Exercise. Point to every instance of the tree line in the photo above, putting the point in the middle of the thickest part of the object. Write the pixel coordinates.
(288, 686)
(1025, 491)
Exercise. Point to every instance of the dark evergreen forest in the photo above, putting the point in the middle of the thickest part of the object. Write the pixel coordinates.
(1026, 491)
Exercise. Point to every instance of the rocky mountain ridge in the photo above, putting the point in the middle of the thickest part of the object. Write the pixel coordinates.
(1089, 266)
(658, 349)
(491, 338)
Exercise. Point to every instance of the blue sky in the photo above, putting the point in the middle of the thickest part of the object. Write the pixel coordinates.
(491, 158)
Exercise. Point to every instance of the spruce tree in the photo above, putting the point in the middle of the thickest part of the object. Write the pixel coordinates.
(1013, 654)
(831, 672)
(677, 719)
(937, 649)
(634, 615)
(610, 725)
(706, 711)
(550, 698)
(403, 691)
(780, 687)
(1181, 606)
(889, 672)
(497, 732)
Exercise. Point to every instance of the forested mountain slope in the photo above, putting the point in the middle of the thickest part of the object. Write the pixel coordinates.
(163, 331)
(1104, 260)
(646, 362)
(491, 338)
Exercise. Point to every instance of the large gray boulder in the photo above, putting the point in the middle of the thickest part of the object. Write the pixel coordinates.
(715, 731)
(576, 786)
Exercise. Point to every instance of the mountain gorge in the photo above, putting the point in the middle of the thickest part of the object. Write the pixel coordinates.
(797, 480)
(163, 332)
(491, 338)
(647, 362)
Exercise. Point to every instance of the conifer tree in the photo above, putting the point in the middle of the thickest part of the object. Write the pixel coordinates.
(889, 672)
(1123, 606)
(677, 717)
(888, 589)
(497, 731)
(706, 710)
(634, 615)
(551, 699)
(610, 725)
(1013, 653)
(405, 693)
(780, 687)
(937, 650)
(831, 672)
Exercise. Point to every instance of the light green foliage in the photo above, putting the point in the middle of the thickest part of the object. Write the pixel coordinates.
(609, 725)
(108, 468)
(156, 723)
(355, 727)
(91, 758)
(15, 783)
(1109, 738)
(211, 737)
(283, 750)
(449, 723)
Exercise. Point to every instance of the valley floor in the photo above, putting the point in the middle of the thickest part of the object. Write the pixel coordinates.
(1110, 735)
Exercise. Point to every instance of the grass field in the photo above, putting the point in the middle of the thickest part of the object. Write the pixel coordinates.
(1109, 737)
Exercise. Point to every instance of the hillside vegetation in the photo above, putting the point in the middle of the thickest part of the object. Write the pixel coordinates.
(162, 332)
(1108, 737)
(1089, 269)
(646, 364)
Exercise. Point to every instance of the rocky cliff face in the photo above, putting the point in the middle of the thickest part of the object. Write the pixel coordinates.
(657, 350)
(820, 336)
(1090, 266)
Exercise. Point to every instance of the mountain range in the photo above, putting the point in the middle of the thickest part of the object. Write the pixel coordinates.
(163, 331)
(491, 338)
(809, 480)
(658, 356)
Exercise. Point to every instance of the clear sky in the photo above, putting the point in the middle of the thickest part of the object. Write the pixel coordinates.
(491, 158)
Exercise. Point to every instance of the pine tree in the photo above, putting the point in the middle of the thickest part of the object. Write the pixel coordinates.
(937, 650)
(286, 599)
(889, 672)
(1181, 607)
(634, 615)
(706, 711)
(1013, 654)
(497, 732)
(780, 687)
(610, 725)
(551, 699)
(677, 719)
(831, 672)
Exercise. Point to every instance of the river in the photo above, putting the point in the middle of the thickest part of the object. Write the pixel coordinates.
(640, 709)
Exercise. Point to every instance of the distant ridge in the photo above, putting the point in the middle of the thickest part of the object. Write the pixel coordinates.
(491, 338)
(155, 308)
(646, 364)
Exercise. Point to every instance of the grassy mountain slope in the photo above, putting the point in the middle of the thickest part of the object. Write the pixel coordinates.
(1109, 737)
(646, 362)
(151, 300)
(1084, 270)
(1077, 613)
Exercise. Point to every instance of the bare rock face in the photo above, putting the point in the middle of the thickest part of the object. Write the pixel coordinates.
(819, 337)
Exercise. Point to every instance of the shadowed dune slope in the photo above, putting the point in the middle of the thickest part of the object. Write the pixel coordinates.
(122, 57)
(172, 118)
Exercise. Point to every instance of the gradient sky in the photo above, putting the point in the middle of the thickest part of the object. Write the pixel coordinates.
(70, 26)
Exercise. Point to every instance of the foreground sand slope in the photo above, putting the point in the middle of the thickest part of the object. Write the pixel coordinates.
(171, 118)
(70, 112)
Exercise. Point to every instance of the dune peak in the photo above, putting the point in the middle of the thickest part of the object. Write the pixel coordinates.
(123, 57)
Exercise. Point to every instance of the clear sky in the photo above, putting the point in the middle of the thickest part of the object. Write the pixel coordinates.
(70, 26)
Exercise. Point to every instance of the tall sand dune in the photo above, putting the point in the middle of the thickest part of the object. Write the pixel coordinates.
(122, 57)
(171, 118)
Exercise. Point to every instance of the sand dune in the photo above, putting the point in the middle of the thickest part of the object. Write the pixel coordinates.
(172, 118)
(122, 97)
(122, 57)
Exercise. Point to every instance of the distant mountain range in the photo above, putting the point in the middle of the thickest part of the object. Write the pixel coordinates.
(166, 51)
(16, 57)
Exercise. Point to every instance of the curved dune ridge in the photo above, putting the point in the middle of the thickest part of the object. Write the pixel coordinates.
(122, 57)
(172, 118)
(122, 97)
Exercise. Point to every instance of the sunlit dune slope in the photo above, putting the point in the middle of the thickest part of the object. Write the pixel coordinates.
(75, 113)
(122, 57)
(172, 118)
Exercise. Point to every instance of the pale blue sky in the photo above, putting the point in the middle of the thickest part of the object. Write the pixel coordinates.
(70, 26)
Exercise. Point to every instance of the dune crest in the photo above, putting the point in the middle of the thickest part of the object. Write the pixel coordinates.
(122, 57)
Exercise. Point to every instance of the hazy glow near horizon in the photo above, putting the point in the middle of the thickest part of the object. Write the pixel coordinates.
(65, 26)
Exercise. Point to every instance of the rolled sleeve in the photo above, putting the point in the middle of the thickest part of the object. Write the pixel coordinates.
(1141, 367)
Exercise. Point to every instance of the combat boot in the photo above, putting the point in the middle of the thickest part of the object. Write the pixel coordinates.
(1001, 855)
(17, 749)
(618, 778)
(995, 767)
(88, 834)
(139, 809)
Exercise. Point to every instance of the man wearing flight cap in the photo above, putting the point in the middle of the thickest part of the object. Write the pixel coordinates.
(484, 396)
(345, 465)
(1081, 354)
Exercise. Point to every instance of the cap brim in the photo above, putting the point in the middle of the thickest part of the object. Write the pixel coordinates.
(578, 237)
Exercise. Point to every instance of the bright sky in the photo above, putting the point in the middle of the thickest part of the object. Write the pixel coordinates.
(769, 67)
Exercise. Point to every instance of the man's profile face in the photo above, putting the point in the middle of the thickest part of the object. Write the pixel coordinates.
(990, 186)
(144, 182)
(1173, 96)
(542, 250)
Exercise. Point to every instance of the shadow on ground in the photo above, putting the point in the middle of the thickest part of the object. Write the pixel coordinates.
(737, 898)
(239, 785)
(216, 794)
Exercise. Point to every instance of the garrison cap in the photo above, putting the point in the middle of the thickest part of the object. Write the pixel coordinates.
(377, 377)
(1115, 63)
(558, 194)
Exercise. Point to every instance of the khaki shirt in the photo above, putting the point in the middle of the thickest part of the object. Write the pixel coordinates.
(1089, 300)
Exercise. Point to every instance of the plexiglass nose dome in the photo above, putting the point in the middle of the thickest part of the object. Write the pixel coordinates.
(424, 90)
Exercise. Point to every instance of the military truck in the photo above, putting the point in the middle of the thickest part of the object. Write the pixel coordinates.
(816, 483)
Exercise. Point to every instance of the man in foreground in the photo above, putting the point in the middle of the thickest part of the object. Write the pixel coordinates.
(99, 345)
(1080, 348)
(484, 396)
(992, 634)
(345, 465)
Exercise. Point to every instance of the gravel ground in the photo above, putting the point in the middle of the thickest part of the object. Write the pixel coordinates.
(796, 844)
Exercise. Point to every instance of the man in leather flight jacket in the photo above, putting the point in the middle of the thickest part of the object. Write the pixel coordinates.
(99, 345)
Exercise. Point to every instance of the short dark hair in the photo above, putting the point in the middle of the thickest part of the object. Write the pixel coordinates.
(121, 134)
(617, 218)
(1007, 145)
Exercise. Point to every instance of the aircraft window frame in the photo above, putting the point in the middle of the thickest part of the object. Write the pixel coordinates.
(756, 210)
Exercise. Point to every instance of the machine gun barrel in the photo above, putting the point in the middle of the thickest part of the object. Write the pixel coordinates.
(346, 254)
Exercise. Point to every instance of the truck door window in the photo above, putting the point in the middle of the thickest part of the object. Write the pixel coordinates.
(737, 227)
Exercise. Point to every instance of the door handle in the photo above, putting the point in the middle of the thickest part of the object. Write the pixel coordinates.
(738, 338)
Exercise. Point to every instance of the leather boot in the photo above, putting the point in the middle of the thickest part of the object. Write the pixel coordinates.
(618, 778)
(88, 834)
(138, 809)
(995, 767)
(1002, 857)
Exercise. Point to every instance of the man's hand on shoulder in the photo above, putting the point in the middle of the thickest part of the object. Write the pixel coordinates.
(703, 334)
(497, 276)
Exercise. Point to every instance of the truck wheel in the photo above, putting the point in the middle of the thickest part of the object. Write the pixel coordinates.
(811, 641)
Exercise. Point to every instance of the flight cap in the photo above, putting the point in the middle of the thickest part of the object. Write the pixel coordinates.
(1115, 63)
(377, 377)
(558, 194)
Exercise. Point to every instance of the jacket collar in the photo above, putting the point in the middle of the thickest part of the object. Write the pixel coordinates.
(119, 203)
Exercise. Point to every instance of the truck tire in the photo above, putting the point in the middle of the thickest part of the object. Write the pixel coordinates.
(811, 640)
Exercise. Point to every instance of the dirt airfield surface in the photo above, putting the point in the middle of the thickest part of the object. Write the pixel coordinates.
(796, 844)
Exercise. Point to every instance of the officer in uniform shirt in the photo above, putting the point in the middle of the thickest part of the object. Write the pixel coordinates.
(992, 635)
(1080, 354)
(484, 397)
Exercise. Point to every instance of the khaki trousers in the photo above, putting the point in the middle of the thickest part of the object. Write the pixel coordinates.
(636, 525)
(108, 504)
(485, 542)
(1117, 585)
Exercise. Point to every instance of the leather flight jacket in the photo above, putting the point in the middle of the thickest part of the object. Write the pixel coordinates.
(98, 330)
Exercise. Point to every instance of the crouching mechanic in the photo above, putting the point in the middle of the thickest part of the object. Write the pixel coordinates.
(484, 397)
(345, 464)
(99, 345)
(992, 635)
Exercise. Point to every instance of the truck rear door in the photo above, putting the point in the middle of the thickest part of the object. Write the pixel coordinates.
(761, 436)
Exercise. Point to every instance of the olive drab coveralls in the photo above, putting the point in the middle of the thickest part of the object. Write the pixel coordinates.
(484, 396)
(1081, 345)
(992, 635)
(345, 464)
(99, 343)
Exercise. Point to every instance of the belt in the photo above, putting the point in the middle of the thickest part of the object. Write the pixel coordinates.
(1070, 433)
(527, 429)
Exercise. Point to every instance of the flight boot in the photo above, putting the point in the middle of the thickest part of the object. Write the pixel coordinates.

• [YOUR GOAL]:
Reproduce the data verbatim, from the line containing "Exercise. Point to every instance of the door" through the line containing "(1117, 585)", including both of those lines.

• [IN RESPONSE]:
Exercise. Point to every instance of the door handle in the photo above, putting the point in the middle of the thickest part of the object. Write the pixel coordinates.
(738, 338)
Exercise. Point to every instance of the leather boot in the photo above, putting the point in the middle of the thickest part of the object. Write the pixel coordinates.
(618, 778)
(88, 834)
(138, 809)
(995, 767)
(1002, 857)
Exercise. Point to every instance of the man's hand on shoulder in the photo above, putting the point in the middle of the thickest part of the object. Write the pixel coordinates.
(703, 334)
(497, 276)
Exercise. Point to every instance of the truck wheel in the photo above, putting the point in the middle of the thickest part of the object. Write the pixel coordinates.
(811, 641)
Exercise. Point to every instance of the flight cap in the photo above, putting the point in the middle of the thickest part of the object. Write the pixel coordinates.
(1115, 63)
(377, 377)
(558, 194)
Exercise. Point to every instance of the jacket collar in the photo above, putting the point in the middle of the thickest part of the object. Write the pixel coordinates.
(119, 203)
Exercise. Point to every instance of the truck tire in the photo above, putting the point in the middle of the thickest part of the object. Write the pixel coordinates.
(811, 640)
Exercise. Point to every instance of the dirt airfield surface in the photo above, putting the point in the middle of the thickest part of the object. Write the pixel coordinates.
(796, 844)
Exercise. Point to every instance of the officer in uniform shirt in the photo above, putting the point in the middle of the thickest part of the object. Write the pixel coordinates.
(992, 635)
(1080, 354)
(484, 397)
Exercise. Point to every instance of the khaki trousers in the photo above, putting the point in the middle of the thickest part of the object. Write the pixel coordinates.
(636, 525)
(108, 504)
(485, 542)
(1117, 585)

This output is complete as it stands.